- [Problem to work on]:
Format every line of the listing below as a JSON list of strings, one string per line, and leave out any blank lines.

- [Supplied records]:
[Start]

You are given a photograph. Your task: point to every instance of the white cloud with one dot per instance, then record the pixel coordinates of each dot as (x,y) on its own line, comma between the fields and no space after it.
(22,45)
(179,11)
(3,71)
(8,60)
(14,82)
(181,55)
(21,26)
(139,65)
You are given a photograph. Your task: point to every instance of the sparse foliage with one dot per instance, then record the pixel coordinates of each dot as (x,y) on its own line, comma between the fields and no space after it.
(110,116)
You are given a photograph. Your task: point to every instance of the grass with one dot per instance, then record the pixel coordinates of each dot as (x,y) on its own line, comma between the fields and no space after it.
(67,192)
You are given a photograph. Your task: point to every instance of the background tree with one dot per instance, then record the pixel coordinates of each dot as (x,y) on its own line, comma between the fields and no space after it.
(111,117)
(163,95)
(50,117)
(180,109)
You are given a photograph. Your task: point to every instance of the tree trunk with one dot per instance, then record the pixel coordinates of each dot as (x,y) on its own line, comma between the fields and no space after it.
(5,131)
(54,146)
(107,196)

[End]

- [Solution for this task]:
[
  "You are given a photograph. Your task: point to every instance of the white cloud with one dot per instance, then record the pixel coordinates of each dot as (x,y) on its own line, comma between the fields and no space after it.",
  "(22,45)",
  "(179,11)",
  "(3,71)",
  "(8,60)",
  "(14,82)",
  "(181,55)",
  "(21,26)",
  "(139,65)",
  "You are given a photograph. Your task: point to every instance of the sparse foliage with one dot per instance, then record the pixel coordinates of each dot as (x,y) on its own line, comma between the fields and no space after it.",
  "(110,116)",
  "You are given a photograph. Your task: point to every instance of the grass with one dot per instance, then record the pixel coordinates of each dot as (x,y) on its own line, comma between the fields and no space after it.",
  "(67,192)",
  "You are given a photograph. Your task: point to every instance of the background tree with one dot per instance, then record the pixel coordinates of each dot as (x,y) on its own line, comma between the fields and no space after it.",
  "(111,117)",
  "(163,95)",
  "(50,117)",
  "(180,109)",
  "You are given a photograph. Your task: point to every instance of the tree trunk with one dot per instance, then record the pixel coordinates of each dot as (x,y) on its own line, comma between the fields and no space after it.",
  "(5,131)",
  "(54,146)",
  "(107,196)"
]